◆ **REQUIRED TASK**
Quote the text on Portugal below, beginning at the words "The history of" and stopping after "size would suggest.".

— begin DOCUMENT EXCERPT —

Portugal is possibly Europe's most diverse and beautiful country; and as Britain's longest standing ally, it's also one of the oldest.
The history of this comparatively small country has shaped its people. Friendly and hospitable, the population of this once powerful seafaring nation of pioneering explorers will welcome you with open arms and delight you with its affable ways.
Portugal lies along the Atlantic coast of the Iberian Peninsula in south western Europe. It shares a border with Spain in the east and north, while the Atlantic dominates the coastline in the west and south. Occupying about 16 percent of the Iberian Peninsula, Portugal (including Madeira and the Azores) has a population of over 10 million people.
Despite its relatively small size, the country boasts a great diversity of geographical features, from golden plains to mountainous zones.
As a member of the European Union and NATO, Portugal plays a greater role in both European and world affairs than its size would suggest.

— end DOCUMENT EXCERPT —
— begin INFORMATION PROVIDED —

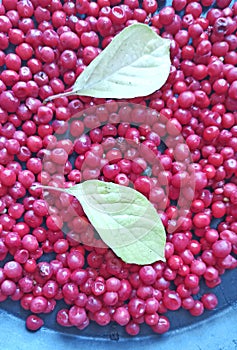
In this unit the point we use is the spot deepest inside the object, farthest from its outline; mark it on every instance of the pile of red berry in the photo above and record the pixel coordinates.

— end INFORMATION PROVIDED —

◆ **SOLUTION TO THIS TASK**
The history of this comparatively small country has shaped its people. Friendly and hospitable, the population of this once powerful seafaring nation of pioneering explorers will welcome you with open arms and delight you with its affable ways.
Portugal lies along the Atlantic coast of the Iberian Peninsula in south western Europe. It shares a border with Spain in the east and north, while the Atlantic dominates the coastline in the west and south. Occupying about 16 percent of the Iberian Peninsula, Portugal (including Madeira and the Azores) has a population of over 10 million people.
Despite its relatively small size, the country boasts a great diversity of geographical features, from golden plains to mountainous zones.
As a member of the European Union and NATO, Portugal plays a greater role in both European and world affairs than its size would suggest.